= Material for this task =
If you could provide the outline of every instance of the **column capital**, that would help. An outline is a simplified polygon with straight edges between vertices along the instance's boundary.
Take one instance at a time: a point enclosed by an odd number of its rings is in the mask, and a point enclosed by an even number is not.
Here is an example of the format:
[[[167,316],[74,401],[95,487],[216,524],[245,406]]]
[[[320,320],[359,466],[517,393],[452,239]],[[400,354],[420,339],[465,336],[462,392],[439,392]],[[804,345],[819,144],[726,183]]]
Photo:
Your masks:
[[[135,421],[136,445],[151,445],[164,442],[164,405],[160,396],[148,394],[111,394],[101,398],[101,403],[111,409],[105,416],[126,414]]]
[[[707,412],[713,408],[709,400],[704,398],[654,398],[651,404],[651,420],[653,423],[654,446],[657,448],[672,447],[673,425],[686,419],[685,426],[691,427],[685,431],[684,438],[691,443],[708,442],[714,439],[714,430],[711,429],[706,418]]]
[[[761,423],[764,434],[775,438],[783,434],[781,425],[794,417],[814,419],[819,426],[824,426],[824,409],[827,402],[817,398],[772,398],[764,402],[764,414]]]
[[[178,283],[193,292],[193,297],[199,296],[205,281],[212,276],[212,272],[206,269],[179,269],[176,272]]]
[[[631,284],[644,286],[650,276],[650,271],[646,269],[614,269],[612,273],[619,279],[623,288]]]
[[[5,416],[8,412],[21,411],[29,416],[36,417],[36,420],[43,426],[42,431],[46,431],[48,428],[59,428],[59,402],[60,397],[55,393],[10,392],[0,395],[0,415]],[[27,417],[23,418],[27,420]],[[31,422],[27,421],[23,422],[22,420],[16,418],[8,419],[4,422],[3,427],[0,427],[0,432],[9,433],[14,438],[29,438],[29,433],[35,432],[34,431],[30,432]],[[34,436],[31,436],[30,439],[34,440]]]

= What is expected =
Recopy all the lines exactly as they appear.

= Exercise output =
If you could provide the outline of every instance of the **column capital**, that would help. An outline is a simplified polygon with straight edges between vertices along the instance's boundary.
Take one instance at a time: a point enclosed by an odd number of its rings is in the mask, and a point enclosed by an even number is not.
Here is an example of the format:
[[[167,316],[74,401],[95,487],[216,524],[245,406]]]
[[[320,320],[359,466],[517,393],[452,239]],[[400,354],[420,339],[465,336],[462,392],[439,392]],[[804,345],[819,144],[726,183]]]
Photo:
Your masks:
[[[135,421],[136,445],[151,445],[164,442],[164,405],[160,396],[148,394],[111,394],[101,398],[101,403],[111,409],[105,416],[126,414]]]
[[[707,412],[713,408],[709,400],[704,398],[654,398],[651,404],[651,420],[653,423],[654,446],[657,448],[672,447],[673,425],[686,419],[685,426],[691,427],[685,431],[684,438],[691,443],[708,442],[714,439],[714,430],[711,429],[706,418]]]
[[[761,423],[764,434],[775,438],[783,434],[781,425],[794,417],[814,419],[819,426],[824,426],[824,409],[827,402],[817,398],[772,398],[764,402],[764,414]]]
[[[178,283],[193,292],[193,297],[199,296],[205,281],[212,276],[212,272],[206,269],[179,269],[176,272]]]
[[[631,284],[644,286],[650,276],[650,271],[646,269],[614,269],[612,273],[619,279],[623,288]]]
[[[5,416],[8,412],[21,411],[29,416],[36,417],[36,420],[43,426],[42,431],[46,431],[48,428],[59,428],[59,402],[60,397],[55,393],[10,392],[0,395],[0,415]],[[27,417],[23,418],[27,420]],[[31,422],[27,421],[23,422],[22,420],[16,418],[8,419],[4,422],[3,427],[0,427],[0,432],[9,433],[14,438],[29,438],[29,433],[35,432],[34,431],[30,432]],[[34,436],[31,436],[30,439],[34,440]]]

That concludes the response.